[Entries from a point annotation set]

--- Start ---

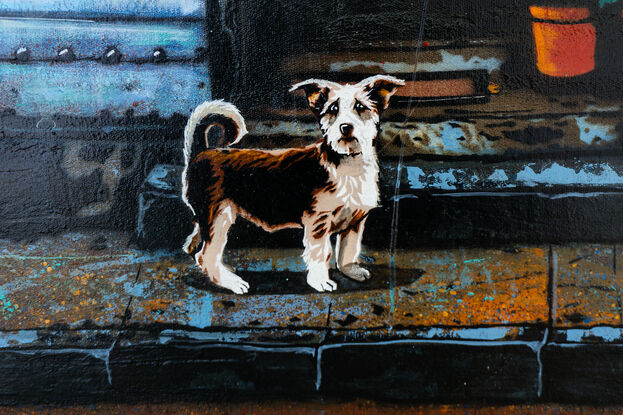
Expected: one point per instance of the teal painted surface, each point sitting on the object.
(151, 8)
(87, 88)
(89, 39)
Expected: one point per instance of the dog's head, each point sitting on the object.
(349, 114)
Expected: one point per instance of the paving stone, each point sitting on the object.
(213, 371)
(173, 292)
(73, 280)
(588, 285)
(466, 287)
(586, 373)
(54, 375)
(430, 371)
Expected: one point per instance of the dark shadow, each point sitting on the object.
(280, 282)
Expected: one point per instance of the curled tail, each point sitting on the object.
(206, 115)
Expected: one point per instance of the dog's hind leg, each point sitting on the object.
(193, 241)
(317, 242)
(210, 258)
(348, 249)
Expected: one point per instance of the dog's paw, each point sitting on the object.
(233, 282)
(321, 283)
(355, 272)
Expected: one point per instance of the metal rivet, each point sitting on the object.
(158, 55)
(65, 54)
(111, 55)
(22, 54)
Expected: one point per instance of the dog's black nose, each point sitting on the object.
(346, 129)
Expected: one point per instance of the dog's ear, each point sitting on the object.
(380, 88)
(317, 92)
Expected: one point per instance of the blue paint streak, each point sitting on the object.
(15, 338)
(87, 88)
(589, 131)
(44, 37)
(151, 8)
(200, 315)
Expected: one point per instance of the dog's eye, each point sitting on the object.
(359, 107)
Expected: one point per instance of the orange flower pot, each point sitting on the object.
(564, 40)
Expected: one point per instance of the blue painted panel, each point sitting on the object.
(145, 8)
(85, 88)
(44, 37)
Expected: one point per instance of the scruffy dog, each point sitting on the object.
(325, 188)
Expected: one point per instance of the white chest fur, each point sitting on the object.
(356, 185)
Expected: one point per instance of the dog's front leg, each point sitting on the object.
(348, 249)
(317, 254)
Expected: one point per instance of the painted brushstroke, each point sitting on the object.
(87, 88)
(146, 8)
(89, 39)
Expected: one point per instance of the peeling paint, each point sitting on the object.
(449, 62)
(590, 132)
(557, 174)
(9, 339)
(200, 314)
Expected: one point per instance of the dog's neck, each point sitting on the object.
(346, 164)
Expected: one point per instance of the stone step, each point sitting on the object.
(90, 317)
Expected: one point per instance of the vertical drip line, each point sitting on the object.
(396, 196)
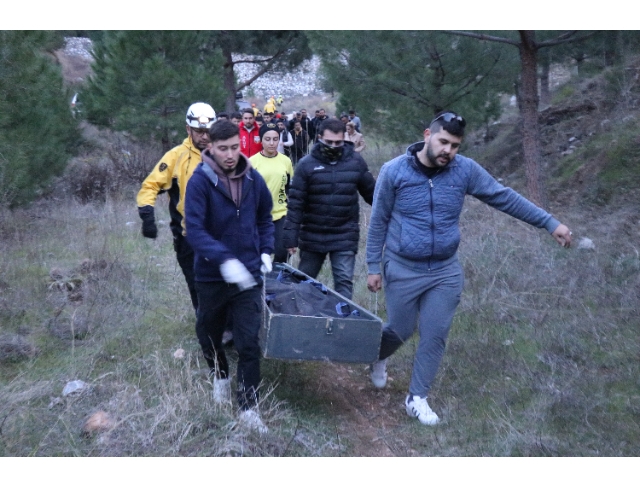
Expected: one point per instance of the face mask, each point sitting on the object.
(330, 152)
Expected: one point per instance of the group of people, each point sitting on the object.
(247, 205)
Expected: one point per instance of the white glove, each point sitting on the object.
(266, 263)
(234, 272)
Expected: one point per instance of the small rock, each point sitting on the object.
(178, 353)
(586, 244)
(14, 348)
(55, 401)
(74, 387)
(97, 422)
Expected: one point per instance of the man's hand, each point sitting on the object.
(149, 228)
(266, 263)
(234, 272)
(374, 282)
(562, 234)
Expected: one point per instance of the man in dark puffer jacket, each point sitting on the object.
(323, 210)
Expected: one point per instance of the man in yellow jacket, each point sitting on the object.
(171, 175)
(270, 107)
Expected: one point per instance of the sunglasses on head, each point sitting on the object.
(448, 117)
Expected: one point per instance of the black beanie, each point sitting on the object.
(268, 127)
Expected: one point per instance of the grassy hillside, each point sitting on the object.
(543, 357)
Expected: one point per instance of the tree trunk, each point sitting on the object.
(530, 132)
(229, 82)
(545, 64)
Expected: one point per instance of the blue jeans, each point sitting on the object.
(220, 302)
(427, 299)
(342, 265)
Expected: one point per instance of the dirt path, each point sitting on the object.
(366, 417)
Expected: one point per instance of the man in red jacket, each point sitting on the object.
(250, 143)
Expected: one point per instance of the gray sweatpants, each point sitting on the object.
(429, 299)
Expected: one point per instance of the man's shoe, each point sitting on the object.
(418, 407)
(227, 338)
(379, 373)
(222, 391)
(251, 419)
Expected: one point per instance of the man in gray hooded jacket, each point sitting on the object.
(414, 237)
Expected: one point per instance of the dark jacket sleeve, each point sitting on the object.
(366, 184)
(196, 213)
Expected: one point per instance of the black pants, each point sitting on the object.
(219, 300)
(280, 251)
(185, 256)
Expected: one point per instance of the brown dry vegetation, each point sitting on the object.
(543, 357)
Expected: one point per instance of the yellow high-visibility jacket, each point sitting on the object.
(171, 175)
(270, 107)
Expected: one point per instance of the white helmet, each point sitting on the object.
(200, 115)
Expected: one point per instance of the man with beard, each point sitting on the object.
(249, 134)
(171, 175)
(413, 237)
(320, 117)
(323, 215)
(229, 226)
(300, 146)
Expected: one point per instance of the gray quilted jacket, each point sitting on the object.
(415, 218)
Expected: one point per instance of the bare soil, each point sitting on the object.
(366, 416)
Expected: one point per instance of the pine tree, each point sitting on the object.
(144, 81)
(37, 131)
(397, 80)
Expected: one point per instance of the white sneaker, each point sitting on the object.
(418, 407)
(221, 391)
(227, 337)
(251, 419)
(379, 373)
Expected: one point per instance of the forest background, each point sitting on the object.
(543, 357)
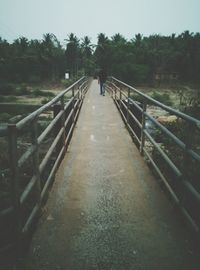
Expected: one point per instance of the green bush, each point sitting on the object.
(163, 98)
(41, 93)
(21, 91)
(4, 117)
(7, 89)
(2, 99)
(45, 100)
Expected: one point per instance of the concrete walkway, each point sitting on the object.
(106, 210)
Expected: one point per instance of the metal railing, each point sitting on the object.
(174, 155)
(32, 171)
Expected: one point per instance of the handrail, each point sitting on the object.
(135, 117)
(161, 105)
(33, 115)
(59, 130)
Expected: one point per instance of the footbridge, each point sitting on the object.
(101, 182)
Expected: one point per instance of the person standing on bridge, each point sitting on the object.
(102, 79)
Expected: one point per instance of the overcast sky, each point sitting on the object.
(33, 18)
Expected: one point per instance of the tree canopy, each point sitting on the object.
(134, 61)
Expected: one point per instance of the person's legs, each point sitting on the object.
(101, 88)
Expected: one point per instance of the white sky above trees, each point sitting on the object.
(33, 18)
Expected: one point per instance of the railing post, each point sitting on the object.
(35, 158)
(62, 102)
(56, 110)
(188, 137)
(120, 98)
(128, 106)
(73, 108)
(15, 191)
(144, 108)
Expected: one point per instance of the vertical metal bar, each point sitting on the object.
(120, 98)
(189, 133)
(62, 102)
(73, 103)
(35, 158)
(56, 110)
(144, 108)
(15, 191)
(128, 106)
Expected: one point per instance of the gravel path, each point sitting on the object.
(105, 210)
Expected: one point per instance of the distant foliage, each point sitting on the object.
(163, 98)
(136, 61)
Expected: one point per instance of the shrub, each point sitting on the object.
(7, 89)
(163, 98)
(21, 90)
(2, 99)
(10, 99)
(41, 93)
(44, 101)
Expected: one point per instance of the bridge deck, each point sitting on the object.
(105, 210)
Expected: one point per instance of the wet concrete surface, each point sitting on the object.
(105, 210)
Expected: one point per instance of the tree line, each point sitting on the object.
(134, 61)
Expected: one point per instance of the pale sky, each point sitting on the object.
(33, 18)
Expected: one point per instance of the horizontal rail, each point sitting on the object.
(161, 105)
(129, 110)
(35, 114)
(62, 125)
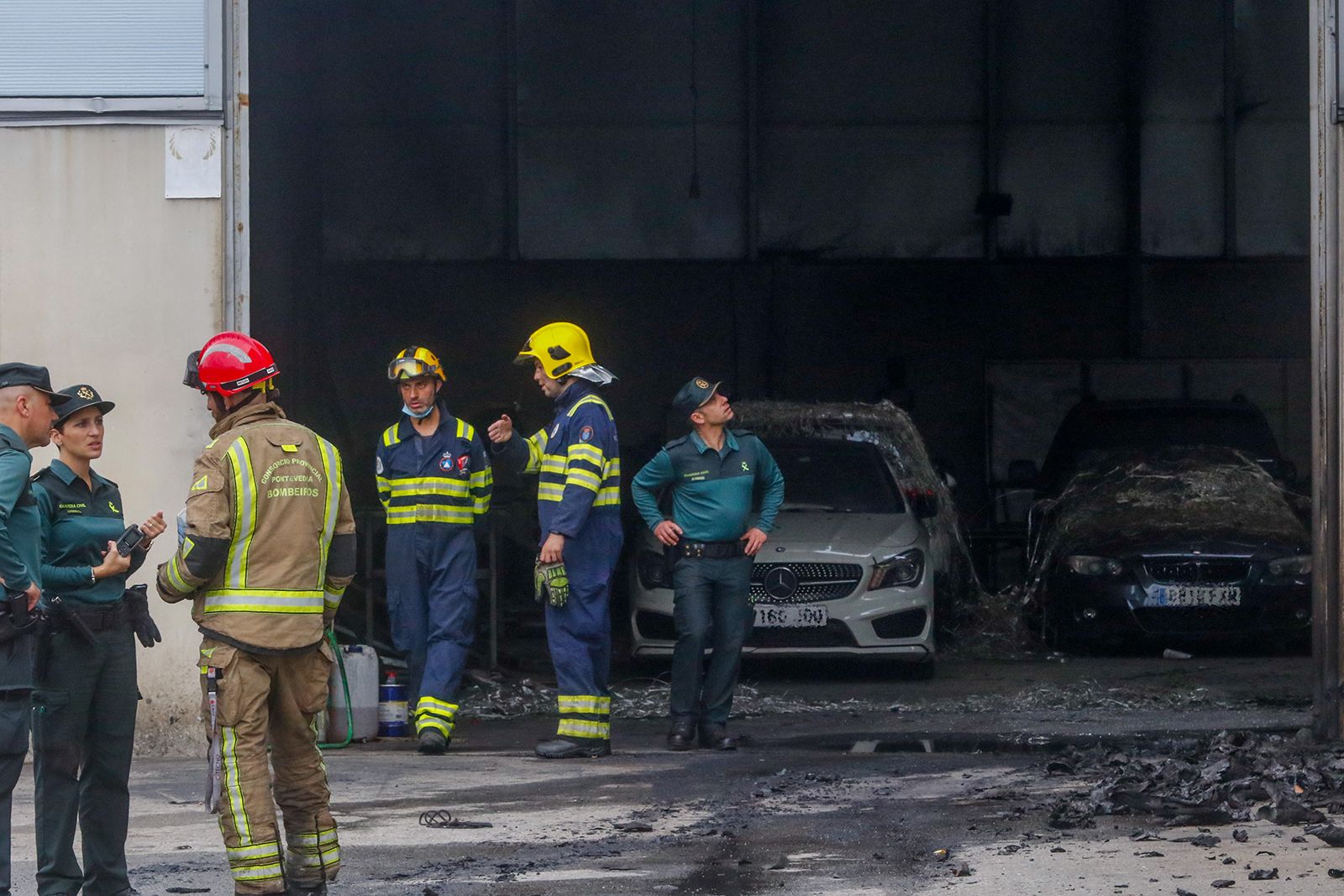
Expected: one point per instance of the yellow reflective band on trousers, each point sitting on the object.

--- End ---

TO DO
Copy every line of the data word for word, omitting the images.

PROBLEM SOLUTION
Expected: one point per instance of the teal painted surface, each point sitting on the object.
(151, 8)
(87, 88)
(89, 39)
Expected: one point per instance of the dog's head, each point sitting on the object.
(349, 114)
Expected: one point per instance of the paving stone, each point sitting on the object.
(213, 371)
(173, 292)
(73, 280)
(588, 285)
(466, 287)
(586, 373)
(54, 375)
(430, 371)
Expected: one point per instance of the dark shadow, each point sitting on the object.
(280, 282)
Expected: one point per instance of the curled tail, each point sitting on the object.
(206, 115)
Expected: one point per instance of the dog's hind leg, each point sitting on the object.
(193, 241)
(317, 242)
(210, 258)
(348, 249)
Expected: one point per instance of the dog's paw, each point sitting on the object.
(233, 282)
(321, 283)
(355, 272)
Expected: one point per instance of the metal rivet, each point sitting on the object.
(158, 55)
(65, 54)
(111, 55)
(22, 54)
Expected: one point per instance of the dog's black nose, each point sitting on the object.
(346, 129)
Expected: one point per instance of the dog's ear, each point sitting on the object.
(380, 88)
(317, 92)
Expected: one point per instance of the blue paint streak, each point sitting on the object.
(15, 338)
(87, 88)
(589, 131)
(44, 37)
(151, 8)
(200, 315)
Expected: one point per instance of the dog's eye, each point sitting on the object.
(359, 107)
Expected: one point per instance of the orange flower pot, each point sitting on the object.
(564, 40)
Expected: one point per instance of the blue painted panel, each point sitting on the object.
(145, 8)
(85, 88)
(44, 37)
Expected: one point per instance of the scruffy dog, each point sitting on the object.
(325, 188)
Expected: one point per instance of the white chest fur, each point sitting on the object.
(356, 185)
Expected: one point per instance of the dog's front leg, each point sitting on the object.
(348, 249)
(317, 254)
Expected: one point per instance of the painted brushstroke, each point sitting on the object.
(87, 88)
(146, 8)
(89, 39)
Expected: one point per instance of the peeling paint, each point sitting on the object.
(449, 62)
(590, 132)
(557, 174)
(9, 339)
(200, 314)
Expected: one point per instance of the dog's neck, each point sitting on the object.
(346, 164)
Expected: one point per instance of the stone step, each point sitting on the object.
(90, 317)
Expected: one point per instance of the vertical drip line, each point sitting on the object.
(396, 196)
Expected: one point per instance of the face mask, each point sitting on the object.
(330, 152)
Expected: one point per instance of the group of people, each point sitting on the object.
(247, 205)
Expected: one point per instance of the white glove, each point sitting on the object.
(266, 263)
(234, 272)
Expected: one point per instance of the small rock, each point sitting on the object.
(178, 353)
(586, 244)
(14, 348)
(55, 401)
(74, 387)
(97, 422)
Expected: one point per instance of the man's hand, each point sitting on the object.
(149, 228)
(266, 263)
(234, 272)
(374, 282)
(562, 234)
Expected: one point per instance of the man in dark puffer jacket, each point sitting on the object.
(323, 210)
Expected: one point per instance of the man in yellow jacket, each point sitting on the object.
(171, 175)
(270, 107)
Expected: one point per instance of the sunglasses on head, each point sitting on the object.
(448, 117)
Expected: one point per instance of the black beanie, each point sitting on the object.
(268, 127)
Expected: one point per instance of the grassy hillside, each point sitting on the object.
(543, 357)
Expected: one point per instance of the tree trunk, each point sitting on the object.
(530, 132)
(229, 82)
(545, 64)
Expected: one point per instance of the blue jeans, each point sitting on the object.
(220, 302)
(427, 299)
(342, 265)
Expected: one point per instance of the dirt path, each point sitting on the object.
(366, 417)
Expected: one point per instance of the man in red jacket, each point sitting on the object.
(250, 143)
Expected: one point per instance of the gray sweatpants, each point sitting on the object.
(429, 299)
Expected: one point per instance of the man's shoe, each point sitting on the object.
(418, 407)
(227, 338)
(379, 373)
(222, 391)
(251, 419)
Expected: one point per instance of the man in gray hooded jacket, each point sitting on the object.
(414, 237)
Expected: one point per instance of the dark jacket sleeve, each point sitting on the object.
(366, 184)
(196, 213)
Expected: one point per instance of the black pants, each point sitting on the object.
(219, 300)
(280, 251)
(185, 256)
Expected: one point per instance of the brown dry vegetation, each point sitting on the object.
(543, 357)
Expected: one point per instance of the yellow high-visibility jacket, each point sitting on the object.
(171, 175)
(270, 107)
Expected: one point per instance of the white helmet, each point sitting on the object.
(200, 115)
Expected: one point per instance of the man with beard, each point sitting on the object.
(249, 134)
(171, 175)
(413, 237)
(320, 117)
(323, 215)
(229, 226)
(300, 146)
Expected: one point per instance of the gray quilted jacket, each point sitting on the object.
(415, 218)
Expected: one point per instance of the bare soil, each point sitting on the object.
(366, 416)
Expected: one point per instance of the pine tree, each point sitting on the object.
(144, 81)
(37, 131)
(397, 80)
Expected: one point per instance of the white sneaker, each point sitting on the object.
(418, 407)
(221, 391)
(227, 337)
(251, 419)
(379, 373)
Expected: one point per instance of the forest background, each point sitting on the object.
(543, 357)
Expected: one point per instance of the green bush, each point sitting on the object.
(163, 98)
(41, 93)
(21, 91)
(4, 117)
(7, 89)
(2, 99)
(45, 100)
Expected: one point per instance of the concrete walkway, each point sitting on the object.
(106, 210)
Expected: one point per instance of the metal railing, each point sitting on the object.
(174, 155)
(32, 171)
Expected: one point per instance of the handrail, each point sitting on the object.
(135, 117)
(161, 105)
(33, 115)
(59, 130)
Expected: one point per instance of the footbridge, each point sitting on the object.
(101, 182)
Expected: one point per instance of the person standing on bridge, each point sitting on the object.
(102, 79)
Expected: one point per instance of the overcast sky, each point sitting on the object.
(33, 18)
Expected: one point per instance of the tree canopy, each point sitting on the object.
(134, 61)
Expected: one point per instance of the person's legs, each point sitting on the object.
(101, 88)
Expected: one point per instance of the white sky above trees, each point sitting on the object.
(33, 18)
Expected: one point per instance of the railing post, each point sitting on the object.
(35, 158)
(62, 102)
(56, 110)
(188, 137)
(120, 98)
(128, 106)
(73, 108)
(15, 191)
(144, 108)
Expected: one point per instance of the vertical metal bar, each point sitting on the object.
(120, 98)
(189, 133)
(62, 102)
(73, 103)
(35, 158)
(56, 110)
(144, 108)
(15, 191)
(128, 106)
Expected: one point per instance of the gravel path, each point sitting on the object.
(105, 210)
Expected: one point per instance of the distant foliage, each point sitting on the object.
(163, 98)
(136, 61)
Expected: one point per instance of the shrub, each point sitting on the object.
(7, 89)
(163, 98)
(21, 90)
(2, 99)
(10, 99)
(41, 93)
(44, 101)
Expected: one point per instance of the bridge deck, each point sitting on the object.
(105, 210)
Expected: one point per instance of the wet concrete surface, each point sitting on the object.
(105, 210)
Expected: one point per instance of the tree line, each point sitting on the object.
(134, 61)
Expected: one point per instance of the pale sky, each point sitting on the object.
(33, 18)
Expected: one point per instance of the horizontal rail, each point sitting on the object.
(161, 105)
(129, 110)
(35, 114)
(62, 125)
Expected: one point per instance of the yellow reflective band on trousers, each point sitting on the object.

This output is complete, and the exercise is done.